The vocation story of a north American Poor Clare, Bernadette of Texas, and another recent autobiography of the fascinating journey of Mother Veronica of France repeat the story of the call to be a Poor Clare today. The missionary spirit of the countless Clares who leave their homes, families and friends to bring our charism to other nations witnesses even now to the life-giving thrust of the Clarian charism. We have received our charism from Clares we will never know about, all those whose life stories are not so famous, but who passed the Clare-flame to us. And we receive the gift from those who have influenced us intimately by their daily living example of fidelity. In Clare's garden of consecrated women we have much to celebrate! | |
| Our Times The women who follow Clare today strive to be models and examples of the transcendent dimension of Gospel poverty and prayer, and to offer the service of loving intercession with God for the needs of all. But we want to renew, strengthen and celebrate the expression of our contemplative form of life in this grace-filled time in which we Clares of Boston are privileged to live, so that it will be an ever greater source of life for our city and our world. In his book entitled Behold the Spirit, Allan Watts describes the advantage of our age as one in which Western Christianity is pivoted at a turning point in the history of religion. He displays the externalism and legalism of the Middle ages as the trappings of spiritual childhood. Christianity's adolescence of revolt against tradition followed in the succeeding centuries. Now he sees its physical phase approaching a climax as materialism fails to come through with the fulfillment it offered. A sign of progressive spiritual maturity is the increasing awareness, gradually taking hold, that God is given to us now, that real religion happens in the "flesh" of daily experience. We are on our way to a fuller experience of the Spirit, to the consummation of Karl Rahner's prophecy that "The coming Christian will have to be a mystic."

########################################

### Given request a
Condense the paragraph of the piece on the Poor Clares that begins "The vocation story of a north American Poor Clare" into a short list, keeping its main facts.
The piece on the Poor Clares and the records come from separate sources.

### Task material
########################################

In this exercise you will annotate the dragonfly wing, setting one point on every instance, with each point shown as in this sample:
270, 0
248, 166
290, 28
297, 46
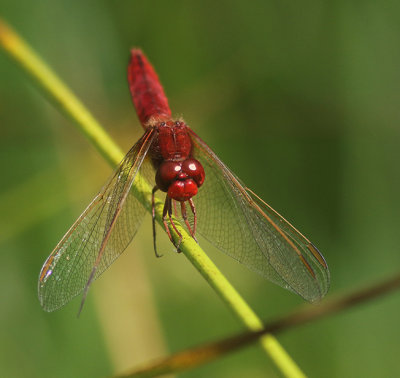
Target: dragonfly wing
112, 219
240, 224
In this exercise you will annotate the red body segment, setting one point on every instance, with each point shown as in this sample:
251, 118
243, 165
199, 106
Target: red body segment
147, 93
228, 214
171, 151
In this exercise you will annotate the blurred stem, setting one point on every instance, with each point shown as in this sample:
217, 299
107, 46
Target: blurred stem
69, 104
190, 358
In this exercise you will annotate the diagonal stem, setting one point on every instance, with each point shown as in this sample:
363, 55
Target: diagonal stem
47, 80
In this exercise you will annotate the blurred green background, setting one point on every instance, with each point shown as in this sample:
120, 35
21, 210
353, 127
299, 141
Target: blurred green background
299, 99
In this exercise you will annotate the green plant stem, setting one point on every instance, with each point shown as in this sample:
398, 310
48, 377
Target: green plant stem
69, 104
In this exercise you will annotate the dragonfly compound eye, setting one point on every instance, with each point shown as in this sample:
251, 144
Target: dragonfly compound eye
167, 172
195, 170
182, 190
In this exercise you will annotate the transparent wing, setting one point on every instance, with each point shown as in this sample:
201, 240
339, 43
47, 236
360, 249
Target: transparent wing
240, 224
102, 233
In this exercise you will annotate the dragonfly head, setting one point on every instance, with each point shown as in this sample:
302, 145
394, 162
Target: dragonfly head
180, 179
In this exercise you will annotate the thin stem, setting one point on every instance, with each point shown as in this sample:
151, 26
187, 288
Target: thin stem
202, 354
24, 55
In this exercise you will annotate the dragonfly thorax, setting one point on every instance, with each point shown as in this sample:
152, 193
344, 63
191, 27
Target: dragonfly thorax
180, 179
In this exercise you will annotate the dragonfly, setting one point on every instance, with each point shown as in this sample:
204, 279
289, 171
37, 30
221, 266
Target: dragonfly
200, 191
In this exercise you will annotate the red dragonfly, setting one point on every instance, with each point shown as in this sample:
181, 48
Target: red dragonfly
222, 209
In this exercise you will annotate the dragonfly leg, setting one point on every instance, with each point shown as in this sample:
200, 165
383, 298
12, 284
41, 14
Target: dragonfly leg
168, 211
153, 217
171, 221
184, 215
193, 207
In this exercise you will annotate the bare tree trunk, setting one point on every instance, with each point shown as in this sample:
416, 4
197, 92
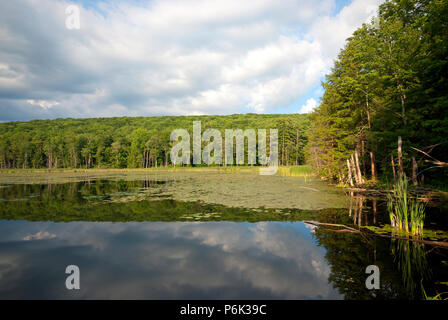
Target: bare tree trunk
353, 167
400, 158
393, 168
414, 172
372, 165
350, 178
358, 169
363, 162
403, 108
368, 109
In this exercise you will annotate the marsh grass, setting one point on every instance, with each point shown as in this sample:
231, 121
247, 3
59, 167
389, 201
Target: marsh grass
406, 214
296, 171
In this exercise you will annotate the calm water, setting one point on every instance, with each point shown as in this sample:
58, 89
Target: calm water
131, 242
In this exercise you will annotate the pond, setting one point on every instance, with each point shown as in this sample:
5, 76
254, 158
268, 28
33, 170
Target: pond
204, 236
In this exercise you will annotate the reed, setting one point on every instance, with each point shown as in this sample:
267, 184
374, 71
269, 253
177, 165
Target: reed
296, 171
406, 214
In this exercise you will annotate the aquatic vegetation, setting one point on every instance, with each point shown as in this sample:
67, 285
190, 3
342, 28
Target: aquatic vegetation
406, 214
296, 171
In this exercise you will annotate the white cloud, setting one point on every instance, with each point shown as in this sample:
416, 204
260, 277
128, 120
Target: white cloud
167, 57
310, 105
41, 235
42, 103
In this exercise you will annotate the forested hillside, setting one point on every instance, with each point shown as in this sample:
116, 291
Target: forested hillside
390, 80
130, 142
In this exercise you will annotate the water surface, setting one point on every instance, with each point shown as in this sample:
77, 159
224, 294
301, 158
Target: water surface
134, 239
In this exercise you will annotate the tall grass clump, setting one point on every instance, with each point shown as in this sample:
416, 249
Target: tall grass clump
406, 214
296, 171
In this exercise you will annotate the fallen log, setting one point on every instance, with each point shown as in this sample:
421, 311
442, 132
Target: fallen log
443, 244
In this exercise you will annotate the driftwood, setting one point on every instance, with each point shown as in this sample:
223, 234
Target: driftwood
345, 228
423, 194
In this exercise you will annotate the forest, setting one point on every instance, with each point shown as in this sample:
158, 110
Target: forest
141, 142
388, 87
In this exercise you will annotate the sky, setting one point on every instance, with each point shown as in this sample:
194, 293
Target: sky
169, 57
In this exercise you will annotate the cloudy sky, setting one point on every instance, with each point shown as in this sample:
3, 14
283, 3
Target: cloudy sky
170, 57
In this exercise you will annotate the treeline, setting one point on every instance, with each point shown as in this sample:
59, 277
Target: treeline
389, 81
124, 142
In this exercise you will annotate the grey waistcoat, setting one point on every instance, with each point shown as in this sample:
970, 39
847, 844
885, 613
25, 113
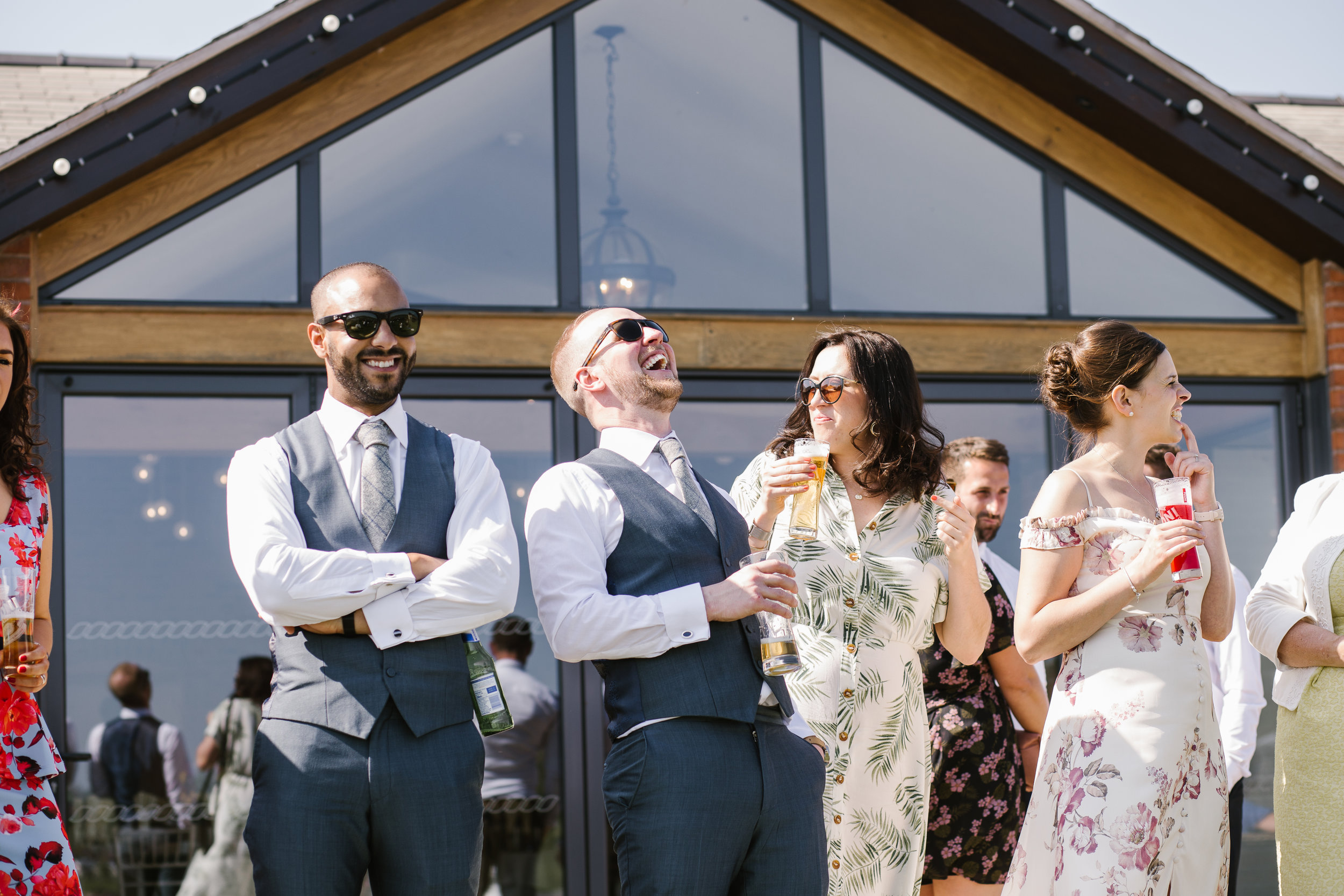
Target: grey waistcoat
345, 683
664, 546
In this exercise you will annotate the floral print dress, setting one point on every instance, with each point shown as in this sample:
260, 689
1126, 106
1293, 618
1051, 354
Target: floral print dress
1131, 794
34, 849
977, 794
867, 606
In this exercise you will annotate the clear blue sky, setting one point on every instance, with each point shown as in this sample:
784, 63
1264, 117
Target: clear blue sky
1246, 46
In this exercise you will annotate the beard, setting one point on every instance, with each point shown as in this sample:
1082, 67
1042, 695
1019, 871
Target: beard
643, 391
350, 372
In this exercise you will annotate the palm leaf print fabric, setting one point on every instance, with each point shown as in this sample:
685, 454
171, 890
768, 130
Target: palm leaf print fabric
869, 604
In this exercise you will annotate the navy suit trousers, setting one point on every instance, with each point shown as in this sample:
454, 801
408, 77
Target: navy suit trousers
330, 808
717, 808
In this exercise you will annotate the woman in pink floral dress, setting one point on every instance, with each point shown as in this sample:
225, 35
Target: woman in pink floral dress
1131, 794
34, 849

########################################

### Given request b
How many lines in the records contain the string "fabric"? Case counts. Give only the number.

### Exercise result a
- The vocation story of Bernadette of Texas and a recent autobiography of Mother Veronica of France both retell the call to be a Poor Clare today.
- Countless Clares leave their homes, families and friends to bring the charism to other nations, showing that it is still life-giving.
- The charism was passed on by Clares whose life stories are not famous and who will never be known.
- It is also received from those whose daily example of fidelity has shaped the community closely.
- There is much to celebrate among Clare's consecrated women.

### Exercise result b
2